The dough is transferred to a piping bag and piped onto parchment-lined baking sheets as roughly 2.5-inch wide and 1-inch tall mounds. Rather than swirling, the pastry is piped straight down to help it expand evenly while baking at a high temperature. The result is a pastry with a crisp shell and hollow center, suitable for sweet or savory fillings.
Ingredients
- 1 cup water
- ½ cup butter cut into 8 pieces, unsalted
- ¼ teaspoon table salt
- 1 cup all-purpose flour
- 4 egg large
Instructions
- Preheat the oven to 400°F (200°C). Line a large baking sheet or two smaller baking sheets with parchment paper. Set aside.
- In a medium-sized heavy-bottomed saucepan, combine water, butter, and salt over medium/high heat. Bring to a rolling boil.
- Reduce heat to medium/low and add flour, stirring continuously with a spatula or wooden spoon until the mixture forms a ball that pulls away from the sides of the pot.

_Dataset records on object locations_.
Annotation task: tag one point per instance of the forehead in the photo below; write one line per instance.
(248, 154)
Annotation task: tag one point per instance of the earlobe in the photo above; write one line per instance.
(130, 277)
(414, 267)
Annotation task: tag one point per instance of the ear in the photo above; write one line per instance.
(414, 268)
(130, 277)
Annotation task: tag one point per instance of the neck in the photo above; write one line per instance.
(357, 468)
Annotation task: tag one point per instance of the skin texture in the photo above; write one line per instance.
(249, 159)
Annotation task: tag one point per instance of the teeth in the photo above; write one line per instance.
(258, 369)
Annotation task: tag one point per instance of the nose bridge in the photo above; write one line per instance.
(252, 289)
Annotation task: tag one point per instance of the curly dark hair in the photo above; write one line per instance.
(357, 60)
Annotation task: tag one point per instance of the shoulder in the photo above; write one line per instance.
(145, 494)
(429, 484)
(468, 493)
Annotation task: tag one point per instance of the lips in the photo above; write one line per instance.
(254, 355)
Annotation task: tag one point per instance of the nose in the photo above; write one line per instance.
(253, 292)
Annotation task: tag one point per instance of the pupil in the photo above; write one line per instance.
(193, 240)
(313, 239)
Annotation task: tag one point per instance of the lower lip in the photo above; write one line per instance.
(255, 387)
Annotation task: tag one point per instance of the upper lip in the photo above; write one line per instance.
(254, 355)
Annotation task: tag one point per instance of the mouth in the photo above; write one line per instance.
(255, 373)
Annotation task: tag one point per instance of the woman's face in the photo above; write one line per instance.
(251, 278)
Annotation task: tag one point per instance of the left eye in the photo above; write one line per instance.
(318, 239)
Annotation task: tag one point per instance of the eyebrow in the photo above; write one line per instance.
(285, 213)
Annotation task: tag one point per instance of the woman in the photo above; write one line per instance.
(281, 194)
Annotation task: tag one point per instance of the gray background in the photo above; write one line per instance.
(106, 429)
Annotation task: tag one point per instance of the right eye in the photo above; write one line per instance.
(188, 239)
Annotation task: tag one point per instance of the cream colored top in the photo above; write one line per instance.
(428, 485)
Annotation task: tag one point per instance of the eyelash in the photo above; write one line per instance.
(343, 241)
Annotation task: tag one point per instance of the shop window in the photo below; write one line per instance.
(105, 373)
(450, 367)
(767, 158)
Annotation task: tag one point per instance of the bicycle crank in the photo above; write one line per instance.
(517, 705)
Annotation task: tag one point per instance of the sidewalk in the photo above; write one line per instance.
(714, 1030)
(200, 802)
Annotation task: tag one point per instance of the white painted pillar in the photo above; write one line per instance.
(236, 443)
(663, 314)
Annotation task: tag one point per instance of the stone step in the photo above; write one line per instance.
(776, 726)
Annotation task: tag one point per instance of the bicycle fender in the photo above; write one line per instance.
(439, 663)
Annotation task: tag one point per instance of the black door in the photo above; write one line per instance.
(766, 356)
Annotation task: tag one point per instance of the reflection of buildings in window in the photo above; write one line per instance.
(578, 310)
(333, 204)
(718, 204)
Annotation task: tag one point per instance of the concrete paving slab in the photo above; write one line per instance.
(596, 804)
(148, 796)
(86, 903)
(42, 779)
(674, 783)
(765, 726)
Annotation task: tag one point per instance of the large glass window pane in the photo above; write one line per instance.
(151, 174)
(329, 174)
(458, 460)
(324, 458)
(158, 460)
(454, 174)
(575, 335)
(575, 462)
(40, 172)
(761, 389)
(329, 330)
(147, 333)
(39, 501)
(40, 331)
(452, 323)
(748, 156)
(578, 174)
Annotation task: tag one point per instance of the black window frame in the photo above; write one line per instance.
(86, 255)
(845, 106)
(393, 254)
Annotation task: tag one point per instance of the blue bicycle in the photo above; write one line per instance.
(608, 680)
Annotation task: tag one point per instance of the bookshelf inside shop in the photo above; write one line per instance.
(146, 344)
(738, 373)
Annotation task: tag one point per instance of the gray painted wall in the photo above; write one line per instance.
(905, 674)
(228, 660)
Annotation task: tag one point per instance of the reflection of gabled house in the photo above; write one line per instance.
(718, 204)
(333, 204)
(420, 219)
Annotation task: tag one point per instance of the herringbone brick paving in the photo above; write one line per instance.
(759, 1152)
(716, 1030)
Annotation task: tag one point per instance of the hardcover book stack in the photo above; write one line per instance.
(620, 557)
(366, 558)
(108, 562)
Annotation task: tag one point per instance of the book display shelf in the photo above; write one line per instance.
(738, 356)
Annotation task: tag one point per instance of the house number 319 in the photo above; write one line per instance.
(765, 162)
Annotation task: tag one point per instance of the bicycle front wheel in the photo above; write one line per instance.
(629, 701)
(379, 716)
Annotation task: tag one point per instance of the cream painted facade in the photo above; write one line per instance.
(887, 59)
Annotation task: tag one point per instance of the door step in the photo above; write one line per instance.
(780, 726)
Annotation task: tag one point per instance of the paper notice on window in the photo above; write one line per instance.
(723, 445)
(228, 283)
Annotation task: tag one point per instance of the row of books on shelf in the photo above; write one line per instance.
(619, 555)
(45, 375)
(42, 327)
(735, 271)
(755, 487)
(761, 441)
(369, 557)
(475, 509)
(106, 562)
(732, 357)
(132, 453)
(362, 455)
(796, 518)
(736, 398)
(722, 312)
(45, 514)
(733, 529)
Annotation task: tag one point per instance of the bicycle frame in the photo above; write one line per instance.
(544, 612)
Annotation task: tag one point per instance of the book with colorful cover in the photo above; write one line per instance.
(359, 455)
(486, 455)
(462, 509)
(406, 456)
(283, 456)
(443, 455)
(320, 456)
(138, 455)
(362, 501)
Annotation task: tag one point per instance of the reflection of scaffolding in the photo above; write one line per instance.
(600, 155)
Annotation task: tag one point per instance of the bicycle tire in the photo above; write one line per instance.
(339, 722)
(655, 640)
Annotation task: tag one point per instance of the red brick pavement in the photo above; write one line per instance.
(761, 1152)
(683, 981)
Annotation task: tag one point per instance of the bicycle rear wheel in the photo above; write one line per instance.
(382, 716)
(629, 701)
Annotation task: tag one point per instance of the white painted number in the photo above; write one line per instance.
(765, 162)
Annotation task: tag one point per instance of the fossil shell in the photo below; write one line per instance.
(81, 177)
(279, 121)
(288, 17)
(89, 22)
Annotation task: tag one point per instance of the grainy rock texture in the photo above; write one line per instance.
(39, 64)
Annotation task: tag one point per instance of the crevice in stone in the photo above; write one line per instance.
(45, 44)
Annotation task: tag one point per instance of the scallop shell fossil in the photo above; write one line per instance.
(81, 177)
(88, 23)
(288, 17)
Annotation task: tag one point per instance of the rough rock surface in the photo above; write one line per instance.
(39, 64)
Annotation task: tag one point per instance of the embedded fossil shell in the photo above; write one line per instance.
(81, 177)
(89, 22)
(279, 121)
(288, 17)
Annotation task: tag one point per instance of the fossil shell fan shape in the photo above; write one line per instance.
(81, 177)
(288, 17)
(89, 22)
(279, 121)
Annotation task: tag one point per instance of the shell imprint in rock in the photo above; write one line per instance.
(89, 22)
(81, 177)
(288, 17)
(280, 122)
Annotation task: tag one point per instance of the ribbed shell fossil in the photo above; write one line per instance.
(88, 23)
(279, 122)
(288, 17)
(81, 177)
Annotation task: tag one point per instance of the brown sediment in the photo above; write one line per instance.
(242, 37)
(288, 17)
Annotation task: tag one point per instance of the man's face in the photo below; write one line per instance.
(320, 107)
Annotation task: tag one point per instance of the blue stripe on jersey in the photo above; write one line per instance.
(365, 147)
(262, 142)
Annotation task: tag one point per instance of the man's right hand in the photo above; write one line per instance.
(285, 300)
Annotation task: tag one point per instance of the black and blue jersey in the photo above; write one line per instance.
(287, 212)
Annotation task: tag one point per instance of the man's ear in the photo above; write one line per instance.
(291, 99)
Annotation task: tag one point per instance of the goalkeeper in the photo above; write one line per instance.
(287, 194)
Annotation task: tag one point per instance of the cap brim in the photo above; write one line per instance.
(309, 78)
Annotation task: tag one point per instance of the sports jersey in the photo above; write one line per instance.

_Aim of the task_.
Condense the paragraph of the pastry recipe above that begins "The dough is transferred" into a brief bulleted list that keeps its main facts.

_Reply_.
- The dough goes into a piping bag and is piped onto parchment-lined baking sheets.
- Each mound is about 2.5 inches wide and 1 inch tall.
- The dough is piped straight down, not swirled, so it expands evenly while baking at a high temperature.
- The finished pastry has a crisp shell and a hollow center that can hold sweet or savory fillings.